-- BEGIN EXCERPTED RECORDS --

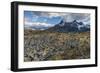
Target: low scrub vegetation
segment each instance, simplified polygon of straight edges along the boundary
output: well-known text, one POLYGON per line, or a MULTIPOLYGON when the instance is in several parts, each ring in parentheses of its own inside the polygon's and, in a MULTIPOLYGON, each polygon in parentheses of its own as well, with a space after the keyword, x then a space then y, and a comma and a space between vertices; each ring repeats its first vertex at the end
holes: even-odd
POLYGON ((24 30, 24 61, 90 58, 90 32, 24 30))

-- END EXCERPTED RECORDS --

◆ TASK STATEMENT:
Can you reproduce the material above word for word, omitting the picture?

◆ SOLUTION TO THIS PROBLEM:
Target: low scrub vegetation
segment each instance, simplified polygon of straight edges along the boundary
output: well-known text, one POLYGON per line, or a MULTIPOLYGON when the instance is in several parts, each ring in parentheses of its own inside the polygon's and, in a MULTIPOLYGON, each polygon in parentheses of its own as well, with a space after the keyword, x then a space then y, and a comma and a space between vertices; each ring repeats its first vertex at the end
holes: even-odd
POLYGON ((24 30, 24 61, 90 58, 90 32, 24 30))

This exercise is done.